- Tarea planteada 1 -
Reproduzca literalmente el fragmento del texto sobre la inteligencia artificial que va desde "Mientras llega o" hasta "en terreno resbaladizo).".
- Tarea planteada 2 -
Según el texto sobre la inteligencia artificial y los vínculos afectivos, ¿qué película se recomienda ver a quien desee reflexionar más sobre el tema?

- Texto proporcionado -
>>>

La «personalidad» de estos chats robóticos no es casual. Es el fruto de una programación que les ha enseñado a descubrir lo que nos agrada y lo que nos desagrada. La máquina aprende, usuario a usuario, conversación a conversación, a ser cada vez más amable y resolutiva, más «como nos gusta» que sea.

A poco que sigamos entrenándola con nuestros gustos y la IA vaya satisfaciendo necesidades tan simplemente humanas como ser escuchados y vaya siendo capaz de imitar cada vez mejor las emociones ¿quién nos asegura que no se empiecen a crear vínculos afectivos con las máquinas? A quien desee reflexionar más sobre el tema le recomiendo ver en plataformas la película The Creator

Mientras llega o no el futuro distópico que describe la cinta, la prueba de que los seres humanos somos capaces de crear vínculos afectivos fortísimos con otros seres no humanos hasta límites insospechados la tenemos en la cada vez mayor importancia de los animales de compañía en nuestras vidas (aquí es donde me meto en terreno resbaladizo).

<<<

Extractos de un conjunto de datos de señalamiento:

>>>

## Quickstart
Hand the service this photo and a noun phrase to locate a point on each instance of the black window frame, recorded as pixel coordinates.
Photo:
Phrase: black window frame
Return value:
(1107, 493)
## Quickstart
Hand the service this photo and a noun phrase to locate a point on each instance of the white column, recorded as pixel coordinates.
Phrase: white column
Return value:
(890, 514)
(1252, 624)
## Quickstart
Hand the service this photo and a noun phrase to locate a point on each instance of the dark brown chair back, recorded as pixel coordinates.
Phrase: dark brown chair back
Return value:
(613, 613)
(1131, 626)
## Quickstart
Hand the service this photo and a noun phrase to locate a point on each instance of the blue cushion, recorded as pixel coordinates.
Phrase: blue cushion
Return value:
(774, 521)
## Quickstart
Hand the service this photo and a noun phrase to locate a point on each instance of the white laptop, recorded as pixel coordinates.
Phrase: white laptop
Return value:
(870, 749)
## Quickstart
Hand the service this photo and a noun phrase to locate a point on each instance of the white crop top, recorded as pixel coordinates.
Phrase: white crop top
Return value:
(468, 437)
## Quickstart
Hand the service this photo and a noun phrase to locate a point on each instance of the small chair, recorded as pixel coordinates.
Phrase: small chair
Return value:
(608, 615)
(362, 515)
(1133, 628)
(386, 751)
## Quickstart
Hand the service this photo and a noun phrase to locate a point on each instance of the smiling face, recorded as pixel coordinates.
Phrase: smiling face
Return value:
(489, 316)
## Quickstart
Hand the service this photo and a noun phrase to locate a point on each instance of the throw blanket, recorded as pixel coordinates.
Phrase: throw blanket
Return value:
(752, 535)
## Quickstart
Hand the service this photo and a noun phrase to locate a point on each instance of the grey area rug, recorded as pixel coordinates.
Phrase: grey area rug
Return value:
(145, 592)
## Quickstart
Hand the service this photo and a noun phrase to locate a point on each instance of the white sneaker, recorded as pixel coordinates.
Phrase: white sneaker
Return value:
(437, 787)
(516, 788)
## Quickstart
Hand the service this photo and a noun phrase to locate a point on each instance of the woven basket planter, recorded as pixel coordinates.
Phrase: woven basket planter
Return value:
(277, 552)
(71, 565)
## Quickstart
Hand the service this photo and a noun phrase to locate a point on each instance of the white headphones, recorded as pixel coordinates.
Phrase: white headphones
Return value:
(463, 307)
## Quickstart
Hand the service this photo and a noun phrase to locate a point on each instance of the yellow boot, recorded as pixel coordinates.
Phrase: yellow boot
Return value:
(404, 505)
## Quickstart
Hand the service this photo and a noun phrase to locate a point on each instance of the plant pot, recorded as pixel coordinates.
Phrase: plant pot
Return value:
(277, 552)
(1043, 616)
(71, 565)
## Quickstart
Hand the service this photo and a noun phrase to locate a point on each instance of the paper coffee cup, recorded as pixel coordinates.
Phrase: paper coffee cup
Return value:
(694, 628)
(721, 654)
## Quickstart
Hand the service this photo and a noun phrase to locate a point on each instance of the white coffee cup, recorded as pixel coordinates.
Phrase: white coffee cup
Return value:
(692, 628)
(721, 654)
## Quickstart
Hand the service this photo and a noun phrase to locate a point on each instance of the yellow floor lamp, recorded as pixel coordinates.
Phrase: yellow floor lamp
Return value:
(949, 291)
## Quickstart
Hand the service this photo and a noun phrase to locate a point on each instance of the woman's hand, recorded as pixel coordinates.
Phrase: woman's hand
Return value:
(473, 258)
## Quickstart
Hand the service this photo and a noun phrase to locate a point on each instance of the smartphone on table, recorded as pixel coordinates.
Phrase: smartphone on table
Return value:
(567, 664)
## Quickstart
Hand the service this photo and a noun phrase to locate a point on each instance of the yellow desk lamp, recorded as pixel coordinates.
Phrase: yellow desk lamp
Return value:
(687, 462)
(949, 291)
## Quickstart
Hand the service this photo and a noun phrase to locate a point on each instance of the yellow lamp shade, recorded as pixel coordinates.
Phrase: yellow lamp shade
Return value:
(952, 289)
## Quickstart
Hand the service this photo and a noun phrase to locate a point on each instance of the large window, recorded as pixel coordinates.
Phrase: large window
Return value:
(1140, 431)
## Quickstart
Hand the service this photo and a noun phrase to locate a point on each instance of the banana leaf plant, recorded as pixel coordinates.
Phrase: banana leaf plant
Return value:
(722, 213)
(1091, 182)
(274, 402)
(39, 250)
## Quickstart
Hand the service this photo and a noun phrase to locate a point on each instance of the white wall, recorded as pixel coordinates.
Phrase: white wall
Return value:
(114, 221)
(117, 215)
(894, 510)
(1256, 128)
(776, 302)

<<<

- Respuesta completa 1 -
Mientras llega o no el futuro distópico que describe la cinta, la prueba de que los seres humanos somos capaces de crear vínculos afectivos fortísimos con otros seres no humanos hasta límites insospechados la tenemos en la cada vez mayor importancia de los animales de compañía en nuestras vidas (aquí es donde me meto en terreno resbaladizo).

- Respuesta completa 2 -
La película The Creator.